- Problem statement: Please render every line of the records below as a JSON list of strings, one string per line, skipping blank lines. Leave the pictures out.

- Data supplied:
↓
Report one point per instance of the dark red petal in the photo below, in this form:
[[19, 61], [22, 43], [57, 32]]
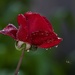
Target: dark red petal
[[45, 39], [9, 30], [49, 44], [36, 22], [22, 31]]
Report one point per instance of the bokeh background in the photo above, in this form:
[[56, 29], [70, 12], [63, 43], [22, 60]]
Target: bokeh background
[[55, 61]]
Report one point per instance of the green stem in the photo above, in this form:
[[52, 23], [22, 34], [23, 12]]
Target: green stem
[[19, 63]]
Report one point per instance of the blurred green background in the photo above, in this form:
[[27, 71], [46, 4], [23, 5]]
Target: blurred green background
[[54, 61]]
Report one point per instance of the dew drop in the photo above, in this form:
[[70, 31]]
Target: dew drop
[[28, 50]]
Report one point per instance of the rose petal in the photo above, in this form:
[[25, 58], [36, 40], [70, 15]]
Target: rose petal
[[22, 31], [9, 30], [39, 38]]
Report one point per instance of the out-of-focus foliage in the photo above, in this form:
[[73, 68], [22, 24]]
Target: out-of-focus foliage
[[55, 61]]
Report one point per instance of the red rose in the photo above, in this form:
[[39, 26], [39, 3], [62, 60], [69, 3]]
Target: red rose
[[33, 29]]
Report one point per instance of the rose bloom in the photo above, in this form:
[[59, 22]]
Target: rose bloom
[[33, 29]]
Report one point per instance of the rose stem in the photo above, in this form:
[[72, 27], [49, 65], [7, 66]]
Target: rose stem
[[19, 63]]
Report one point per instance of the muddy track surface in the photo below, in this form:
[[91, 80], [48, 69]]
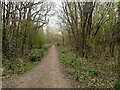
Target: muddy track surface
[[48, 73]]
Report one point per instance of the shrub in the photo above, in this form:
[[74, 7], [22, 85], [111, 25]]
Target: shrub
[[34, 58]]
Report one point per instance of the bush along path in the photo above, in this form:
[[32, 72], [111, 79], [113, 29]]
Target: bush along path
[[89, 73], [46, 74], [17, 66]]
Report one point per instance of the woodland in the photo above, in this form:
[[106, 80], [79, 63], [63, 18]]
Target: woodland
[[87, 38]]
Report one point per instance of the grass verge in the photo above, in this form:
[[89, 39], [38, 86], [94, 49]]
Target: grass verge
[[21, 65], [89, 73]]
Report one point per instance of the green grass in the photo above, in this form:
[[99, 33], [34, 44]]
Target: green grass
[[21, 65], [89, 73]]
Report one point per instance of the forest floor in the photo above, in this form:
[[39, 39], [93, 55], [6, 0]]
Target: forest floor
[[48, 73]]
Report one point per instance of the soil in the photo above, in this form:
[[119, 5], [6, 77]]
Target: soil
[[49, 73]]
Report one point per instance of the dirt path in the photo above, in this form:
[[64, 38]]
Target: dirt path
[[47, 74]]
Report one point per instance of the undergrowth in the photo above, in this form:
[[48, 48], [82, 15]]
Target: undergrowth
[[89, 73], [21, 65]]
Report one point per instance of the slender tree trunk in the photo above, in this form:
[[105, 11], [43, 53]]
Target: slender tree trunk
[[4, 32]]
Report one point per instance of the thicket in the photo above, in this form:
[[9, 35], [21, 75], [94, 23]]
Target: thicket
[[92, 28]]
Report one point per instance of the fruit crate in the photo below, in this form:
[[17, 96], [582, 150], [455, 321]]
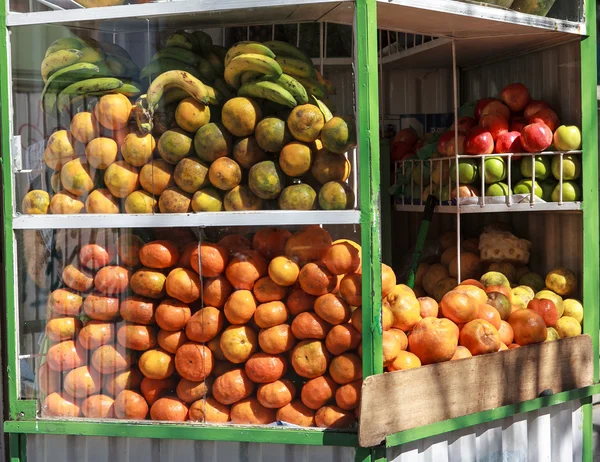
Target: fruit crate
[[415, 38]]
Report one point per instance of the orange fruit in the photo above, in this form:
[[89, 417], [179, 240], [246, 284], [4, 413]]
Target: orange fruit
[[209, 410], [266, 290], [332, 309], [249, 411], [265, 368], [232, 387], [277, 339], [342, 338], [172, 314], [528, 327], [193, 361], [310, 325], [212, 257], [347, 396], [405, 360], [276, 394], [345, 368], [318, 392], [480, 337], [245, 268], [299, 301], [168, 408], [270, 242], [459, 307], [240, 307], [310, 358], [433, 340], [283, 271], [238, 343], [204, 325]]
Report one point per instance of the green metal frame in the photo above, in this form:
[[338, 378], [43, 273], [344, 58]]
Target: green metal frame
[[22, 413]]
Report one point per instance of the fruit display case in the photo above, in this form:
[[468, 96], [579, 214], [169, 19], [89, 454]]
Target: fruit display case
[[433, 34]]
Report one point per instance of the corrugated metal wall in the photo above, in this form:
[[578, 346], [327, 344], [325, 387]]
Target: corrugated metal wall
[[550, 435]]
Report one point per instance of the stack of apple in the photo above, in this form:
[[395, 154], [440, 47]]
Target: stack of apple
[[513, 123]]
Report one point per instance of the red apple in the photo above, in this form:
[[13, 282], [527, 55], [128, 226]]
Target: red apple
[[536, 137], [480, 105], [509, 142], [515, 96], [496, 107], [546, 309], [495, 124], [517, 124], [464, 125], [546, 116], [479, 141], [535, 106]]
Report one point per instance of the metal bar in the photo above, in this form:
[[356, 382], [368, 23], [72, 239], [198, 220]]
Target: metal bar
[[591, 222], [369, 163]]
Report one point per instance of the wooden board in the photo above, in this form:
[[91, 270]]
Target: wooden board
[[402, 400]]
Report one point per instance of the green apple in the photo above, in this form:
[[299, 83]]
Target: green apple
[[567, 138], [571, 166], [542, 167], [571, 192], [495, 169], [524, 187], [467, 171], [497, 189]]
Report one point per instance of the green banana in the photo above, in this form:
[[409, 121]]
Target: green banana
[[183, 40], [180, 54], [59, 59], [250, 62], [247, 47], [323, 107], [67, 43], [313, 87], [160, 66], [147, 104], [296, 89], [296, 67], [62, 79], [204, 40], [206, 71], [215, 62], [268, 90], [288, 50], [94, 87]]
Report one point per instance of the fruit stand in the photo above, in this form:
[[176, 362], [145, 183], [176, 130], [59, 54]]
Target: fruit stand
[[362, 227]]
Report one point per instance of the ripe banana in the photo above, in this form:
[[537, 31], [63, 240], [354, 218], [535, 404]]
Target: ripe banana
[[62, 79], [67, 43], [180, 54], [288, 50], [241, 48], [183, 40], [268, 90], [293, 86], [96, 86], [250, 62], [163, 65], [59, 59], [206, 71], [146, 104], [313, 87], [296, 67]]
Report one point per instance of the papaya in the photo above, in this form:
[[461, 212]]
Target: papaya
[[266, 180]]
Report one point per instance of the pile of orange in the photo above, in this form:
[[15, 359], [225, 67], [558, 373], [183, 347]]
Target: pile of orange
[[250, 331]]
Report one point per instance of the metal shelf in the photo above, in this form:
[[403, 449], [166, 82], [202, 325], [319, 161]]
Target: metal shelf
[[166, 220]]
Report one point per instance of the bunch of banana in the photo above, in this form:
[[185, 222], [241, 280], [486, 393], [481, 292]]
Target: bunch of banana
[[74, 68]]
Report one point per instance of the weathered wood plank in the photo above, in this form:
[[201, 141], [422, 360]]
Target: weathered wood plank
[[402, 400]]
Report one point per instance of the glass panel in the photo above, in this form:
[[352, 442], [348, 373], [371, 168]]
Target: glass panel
↑
- Result of the exercise:
[
  "Report one point per instance of the dark red petal in the photo below, in this form:",
  "[[19, 61], [22, 43], [57, 32]]",
  "Target: dark red petal",
  "[[45, 39], [9, 30], [49, 44], [36, 22], [22, 31]]",
  "Report one point per instance of the bokeh background in the photo above, in this form:",
  "[[56, 29], [70, 12], [63, 43], [22, 60]]",
  "Target: bokeh background",
  "[[55, 61]]",
  "Report one point per instance of the green stem in the photo above, in this form:",
  "[[52, 23], [22, 34], [23, 12]]",
  "Target: green stem",
  "[[19, 63]]",
  "Report one point per instance of the blurred green background in the photo above, in this form:",
  "[[27, 71], [46, 4], [23, 5]]",
  "Target: blurred green background",
  "[[54, 61]]",
  "Report one point per instance of the dew drop in the photo above, in this form:",
  "[[70, 31]]",
  "Target: dew drop",
  "[[28, 50]]",
  "Report one point per instance of the rose petal in the photo above, in this form:",
  "[[25, 58], [36, 40], [70, 15]]",
  "Target: rose petal",
  "[[22, 31], [9, 30], [39, 38]]",
  "Report one point per instance of the out-of-focus foliage in the photo above, in this form:",
  "[[73, 68], [22, 24]]",
  "Target: out-of-focus foliage",
  "[[55, 61]]",
  "Report one point per instance of the red rose in the photo above, in this form:",
  "[[39, 26], [39, 3], [62, 60], [69, 3]]",
  "Target: red rose",
  "[[33, 29]]",
  "Report one point per instance of the rose bloom in the photo above, in this form:",
  "[[59, 22]]",
  "Target: rose bloom",
  "[[33, 29]]",
  "Report one point per instance of the rose stem in the photo above, in this form:",
  "[[72, 27], [49, 65], [7, 66]]",
  "Target: rose stem",
  "[[19, 63]]",
  "Report one point per instance of the muddy track surface in the photo below, in this form:",
  "[[91, 80], [48, 69]]",
  "Target: muddy track surface",
  "[[48, 73]]",
  "Report one point per instance of the shrub in the photo above, in this form:",
  "[[74, 7], [22, 85], [111, 25]]",
  "Target: shrub",
  "[[34, 58]]",
  "Report one point per instance of the bush along path in the photo above, in this form:",
  "[[32, 72], [111, 79], [113, 29]]",
  "Target: bush along path",
  "[[89, 73], [46, 74], [17, 66]]",
  "Report one point per instance of the woodland in the photo above, in this form:",
  "[[106, 80], [79, 63], [63, 18]]",
  "Target: woodland",
  "[[87, 38]]",
  "Report one point per instance of the grass verge in the photo above, in this form:",
  "[[89, 39], [38, 86], [94, 49]]",
  "Target: grass verge",
  "[[21, 65], [89, 73]]",
  "Report one point per instance of the green grass in the photo above, in this form:",
  "[[99, 33], [34, 44]]",
  "Target: green grass",
  "[[21, 65], [89, 73]]",
  "Report one point per instance of the forest floor in the photo above, in this form:",
  "[[39, 39], [93, 55], [6, 0]]",
  "Target: forest floor",
  "[[48, 73]]",
  "Report one point per instance of the soil in the photo above, in this form:",
  "[[119, 5], [6, 77]]",
  "Target: soil",
  "[[49, 73]]",
  "Report one point per instance of the dirt path in the photo above, in this form:",
  "[[64, 38]]",
  "Target: dirt path",
  "[[47, 74]]",
  "Report one point per instance of the undergrowth in the photo above, in this form:",
  "[[48, 48], [82, 15]]",
  "Target: undergrowth",
  "[[89, 73], [21, 65]]",
  "Report one point per instance of the slender tree trunk in the photo above, in this form:",
  "[[105, 11], [43, 53]]",
  "Target: slender tree trunk",
  "[[4, 32]]",
  "Report one point per instance of the thicket in the photo above, in this form:",
  "[[9, 35], [21, 75], [94, 23]]",
  "Target: thicket",
  "[[92, 28]]",
  "Report one point per instance of the fruit crate in the photo below, in this form:",
  "[[17, 96], [582, 150], [455, 321]]",
  "Target: fruit crate",
  "[[415, 38]]",
  "Report one point per instance of the orange fruit in the photo above, in this form:",
  "[[89, 417], [179, 240], [246, 284], [4, 413]]",
  "Target: orange fruit",
  "[[209, 410], [266, 290], [332, 309], [249, 411], [265, 368], [232, 387], [277, 339], [342, 338], [172, 314], [528, 327], [193, 361], [310, 325], [212, 257], [347, 396], [405, 360], [276, 394], [345, 368], [318, 392], [480, 337], [245, 268], [299, 301], [168, 408], [270, 242], [459, 307], [240, 307], [310, 358], [433, 340], [283, 271], [238, 343], [204, 325]]",
  "Report one point per instance of the green metal frame in the photo above, in this form:",
  "[[338, 378], [43, 273], [344, 58]]",
  "Target: green metal frame",
  "[[22, 413]]",
  "Report one point per instance of the fruit display case in the photo above, in this form:",
  "[[468, 96], [579, 214], [169, 19], [89, 454]]",
  "Target: fruit display case",
  "[[433, 34]]",
  "Report one point per instance of the corrugated metal wall in the photo above, in this form:",
  "[[578, 346], [327, 344], [325, 387]]",
  "Target: corrugated metal wall",
  "[[550, 435]]",
  "Report one point per instance of the stack of apple in the photo above, in this form:",
  "[[395, 154], [440, 47]]",
  "Target: stack of apple",
  "[[513, 123]]",
  "Report one point per instance of the red apple in the photo above, in this form:",
  "[[13, 282], [527, 55], [128, 226]]",
  "Target: red apple",
  "[[536, 137], [480, 105], [509, 142], [515, 96], [496, 107], [546, 309], [495, 124], [517, 124], [464, 125], [546, 116], [479, 141], [535, 106]]",
  "Report one point per instance of the metal bar in the photo above, in this form:",
  "[[356, 382], [368, 23], [72, 239], [198, 220]]",
  "Target: metal bar",
  "[[591, 222], [369, 163]]",
  "Report one point per instance of the wooden board in the photo above, in this form:",
  "[[91, 270]]",
  "Target: wooden board",
  "[[402, 400]]",
  "Report one point per instance of the green apple in the photo above, in this form:",
  "[[299, 83]]",
  "Target: green apple",
  "[[567, 138], [571, 166], [542, 167], [571, 192], [495, 169], [524, 187], [467, 171], [497, 189]]",
  "Report one point per instance of the green banana in the photo above, in this form:",
  "[[409, 121]]",
  "Target: green banana",
  "[[183, 40], [180, 54], [59, 59], [250, 62], [247, 47], [323, 107], [67, 43], [313, 87], [160, 66], [147, 104], [296, 89], [296, 67], [62, 79], [204, 40], [206, 71], [215, 62], [268, 90], [288, 50], [94, 87]]",
  "Report one point per instance of the fruit stand in the photo above, in this form:",
  "[[176, 362], [145, 183], [176, 130], [59, 54]]",
  "Target: fruit stand",
  "[[362, 227]]",
  "Report one point per instance of the ripe banana in the photo above, in this form:",
  "[[537, 31], [63, 240], [354, 218], [535, 404]]",
  "Target: ripe banana",
  "[[62, 79], [67, 43], [180, 54], [288, 50], [241, 48], [183, 40], [268, 90], [293, 86], [96, 86], [250, 62], [163, 65], [59, 59], [206, 71], [146, 104], [313, 87], [296, 67]]",
  "Report one point per instance of the papaya in the photo above, in this form:",
  "[[461, 212]]",
  "Target: papaya",
  "[[266, 180]]",
  "Report one point per instance of the pile of orange in the photo above, in this form:",
  "[[15, 359], [225, 67], [558, 373], [183, 347]]",
  "Target: pile of orange",
  "[[250, 331]]",
  "Report one point per instance of the metal shelf in the photo above, in this form:",
  "[[403, 449], [166, 82], [202, 325], [319, 161]]",
  "Target: metal shelf",
  "[[166, 220]]",
  "Report one point per instance of the bunch of banana in the photo above, in this form:",
  "[[185, 222], [241, 280], [486, 393], [481, 292]]",
  "Target: bunch of banana",
  "[[74, 68]]",
  "Report one point per instance of the weathered wood plank in the photo above, in this form:",
  "[[201, 141], [422, 360]]",
  "Target: weathered wood plank",
  "[[402, 400]]",
  "Report one point per instance of the glass panel in the photo above, in this form:",
  "[[352, 442], [348, 373], [371, 168]]",
  "Target: glass panel"
]